Segment Start: Given entries

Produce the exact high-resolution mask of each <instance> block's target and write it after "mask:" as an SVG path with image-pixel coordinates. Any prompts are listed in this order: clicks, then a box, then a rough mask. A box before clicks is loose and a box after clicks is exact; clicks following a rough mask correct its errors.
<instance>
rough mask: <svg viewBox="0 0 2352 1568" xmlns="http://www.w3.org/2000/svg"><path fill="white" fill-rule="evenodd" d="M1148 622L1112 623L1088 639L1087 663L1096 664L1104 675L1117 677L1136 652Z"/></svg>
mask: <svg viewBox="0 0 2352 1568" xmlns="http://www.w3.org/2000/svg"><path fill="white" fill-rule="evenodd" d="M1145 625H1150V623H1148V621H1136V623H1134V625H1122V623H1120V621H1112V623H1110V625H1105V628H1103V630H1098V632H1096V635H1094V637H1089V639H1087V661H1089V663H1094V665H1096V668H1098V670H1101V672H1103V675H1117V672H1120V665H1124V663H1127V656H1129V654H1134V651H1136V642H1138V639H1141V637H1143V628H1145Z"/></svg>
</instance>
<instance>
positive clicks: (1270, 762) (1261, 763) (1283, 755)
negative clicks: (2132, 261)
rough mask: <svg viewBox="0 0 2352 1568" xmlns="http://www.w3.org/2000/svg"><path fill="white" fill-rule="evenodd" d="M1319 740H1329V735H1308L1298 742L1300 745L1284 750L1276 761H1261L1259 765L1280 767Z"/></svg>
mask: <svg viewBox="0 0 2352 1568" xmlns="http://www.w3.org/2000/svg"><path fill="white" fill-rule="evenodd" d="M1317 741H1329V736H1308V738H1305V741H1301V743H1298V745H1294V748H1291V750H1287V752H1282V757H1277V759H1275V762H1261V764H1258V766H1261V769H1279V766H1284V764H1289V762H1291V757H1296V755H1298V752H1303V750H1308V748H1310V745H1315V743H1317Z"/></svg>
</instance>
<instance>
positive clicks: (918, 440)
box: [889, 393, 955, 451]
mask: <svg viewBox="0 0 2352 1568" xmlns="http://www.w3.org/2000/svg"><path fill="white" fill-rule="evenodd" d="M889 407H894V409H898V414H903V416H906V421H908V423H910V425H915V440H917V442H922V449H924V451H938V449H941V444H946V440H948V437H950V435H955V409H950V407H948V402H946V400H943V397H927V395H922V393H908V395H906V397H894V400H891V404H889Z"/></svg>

Segment End: Given entries

All records above need to be set down again exactly as written.

Produce the exact high-resolution mask of each <instance> block's target and write it after "mask:" as an SVG path with image-pixel coordinates. Any prompts are listed in this order: clicks, then a box, then a rough mask. A box before clicks is loose and a box after clicks is exact; clicks following a rough mask correct its errors.
<instance>
rough mask: <svg viewBox="0 0 2352 1568" xmlns="http://www.w3.org/2000/svg"><path fill="white" fill-rule="evenodd" d="M1148 622L1112 623L1088 639L1087 663L1096 664L1104 675L1117 677L1136 652Z"/></svg>
mask: <svg viewBox="0 0 2352 1568" xmlns="http://www.w3.org/2000/svg"><path fill="white" fill-rule="evenodd" d="M1145 625H1150V623H1148V621H1136V623H1134V625H1122V623H1120V621H1112V623H1110V625H1105V628H1103V630H1098V632H1096V635H1094V637H1089V639H1087V661H1089V663H1094V665H1096V668H1098V670H1101V672H1103V675H1117V672H1120V665H1124V663H1127V656H1129V654H1134V651H1136V642H1138V639H1141V637H1143V628H1145Z"/></svg>
</instance>
<instance>
positive clicks: (1270, 762) (1261, 763) (1283, 755)
negative clicks: (2132, 261)
rough mask: <svg viewBox="0 0 2352 1568" xmlns="http://www.w3.org/2000/svg"><path fill="white" fill-rule="evenodd" d="M1319 740H1329V735H1308L1298 742L1300 745L1284 750L1276 761H1261L1259 765L1280 767Z"/></svg>
mask: <svg viewBox="0 0 2352 1568" xmlns="http://www.w3.org/2000/svg"><path fill="white" fill-rule="evenodd" d="M1317 741H1329V736H1308V738H1305V741H1301V743H1298V745H1294V748H1291V750H1287V752H1282V757H1277V759H1275V762H1261V764H1258V766H1261V769H1279V766H1284V764H1289V762H1291V757H1296V755H1298V752H1303V750H1308V748H1310V745H1315V743H1317Z"/></svg>
</instance>
<instance>
positive clicks: (918, 440)
box: [889, 393, 955, 451]
mask: <svg viewBox="0 0 2352 1568" xmlns="http://www.w3.org/2000/svg"><path fill="white" fill-rule="evenodd" d="M889 407H894V409H898V414H903V416H906V421H908V423H910V425H915V440H917V442H922V449H924V451H938V449H941V444H946V440H948V437H950V435H955V409H950V407H948V402H946V400H943V397H927V395H922V393H908V395H906V397H894V400H891V404H889Z"/></svg>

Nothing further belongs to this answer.